[EXCERPTED PASSAGE start]

2. Fetch the URL via `httpx.AsyncClient` with a configurable timeout (default: 30s).
3. Look up the parser by `source.parser_name` in the plugin registry.
4. Call `parser.parse(raw_bytes, source)` to get a list of `DiscoveredProxy`.
5. Upsert each proxy using `INSERT ... ON CONFLICT (ip, port, protocol) DO UPDATE SET source_id = ?, last_seen_at = now()`.
6. Update `source.last_scraped_at`.
7. Emit `proxy.new_batch` event if new proxies were discovered.
8. On failure, emit `source.failed` event and log the error.
**Error handling**: HTTP errors, parse errors, and database errors are caught and logged. The source is not deactivated on failure — transient errors are expected. A separate `source.stale` event is emitted if a source hasn't produced results in a configurable number of hours.
**Timeout**: 60 seconds (includes fetch + parse + upsert).
### Validation tasks
#### `revalidate_sweep(ctx)`
Periodic task that selects proxies due for revalidation and enqueues `validate_proxy` jobs.
**Selection criteria** (in priority order):
1. Proxies with `status = unchecked` (never validated, highest priority).
2. Proxies with `status = active` and `last_checked_at < now() - interval` (stale active proxies).
3. Proxies with `status = dead` and `last_checked_at < now() - longer_interval` (periodic dead re-check, lower frequency).
**Configurable intervals**:
- Active proxy recheck: every 10 minutes (default).
- Dead proxy recheck: every 6 hours (default).
- Batch size per sweep: 200 proxies (default).
**Schedule**: Every 15 minutes.
#### `validate_proxy(ctx, proxy_id: str)`
Runs the full checker pipeline for a single proxy.
**Steps**:
1. Load the `Proxy` by ID.
2. Create a `CheckContext` with a fresh `httpx.AsyncClient`.
3. Call `run_checker_pipeline(proxy, registry, http_client, db_session)`.
4. The pipeline runs all registered checkers in stage order (see plugin system docs).
5. Compute composite score from results.

[EXCERPTED PASSAGE end]

#### BRIEF A
Copy the records below line for line, with no changes.

[TASK MATERIAL start]

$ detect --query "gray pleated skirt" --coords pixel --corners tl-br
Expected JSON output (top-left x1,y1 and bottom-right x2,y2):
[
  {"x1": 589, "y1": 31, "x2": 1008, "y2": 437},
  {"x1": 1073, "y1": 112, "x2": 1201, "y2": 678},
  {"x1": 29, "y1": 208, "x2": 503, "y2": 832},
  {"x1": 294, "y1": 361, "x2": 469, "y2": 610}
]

[TASK MATERIAL end]

#### BRIEF B
Extend the proxy scraping and validation task documentation, starting after its final step.

#### RESPONSE A
$ detect --query "gray pleated skirt" --coords pixel --corners tl-br
Expected JSON output (top-left x1,y1 and bottom-right x2,y2):
[
  {"x1": 589, "y1": 31, "x2": 1008, "y2": 437},
  {"x1": 1073, "y1": 112, "x2": 1201, "y2": 678},
  {"x1": 29, "y1": 208, "x2": 503, "y2": 832},
  {"x1": 294, "y1": 361, "x2": 469, "y2": 610}
]

#### RESPONSE B
6. Update the proxy record with new status, score, latency, uptime, exit IP, country, anonymity.
7. If the proxy transitioned from `active` to `dead` or vice versa, check pool health thresholds and emit `proxy.pool_low` if needed.
**Timeout**: 120 seconds (individual checker timeouts are enforced within the pipeline).
**Concurrency**: Multiple `validate_proxy` jobs can run simultaneously. Each job operates on a different proxy, so there are no conflicts. ARQ's `job_id` parameter is set to `validate:{proxy_id}` to prevent duplicate validation of the same proxy.
### Cleanup tasks
#### `prune_dead_proxies(ctx)`
Removes proxies that have been dead for an extended period.
**Criteria**: `status = dead` AND `last_checked_at < now() - retention_days` (default: 30 days).
**Behavior**: Hard deletes the proxy row. CASCADE deletes remove associated `proxy_checks`, `proxy_tags`, and `proxy_leases`.
**Schedule**: Daily at 3:00 AM.
#### `prune_old_checks(ctx)`
Trims the `proxy_checks` table to control storage growth.
**Strategy**: For each proxy, keep the most recent N check records (default: 100) and delete anything older than a retention period (default: 7 days). Both conditions must be met — recent proxies keep all their checks even if they have more than 100, while old checks are always pruned.
**Schedule**: Daily at 4:00 AM.
#### `expire_leases(ctx)`
Cleans up expired proxy leases.
**Steps**:
1. Query `proxy_leases WHERE is_released = false AND expires_at < now()`.
2. For each expired lease, set `is_released = true`.
3. Delete the corresponding Redis lease key (if it still exists — it should have expired via TTL, but this is a safety net).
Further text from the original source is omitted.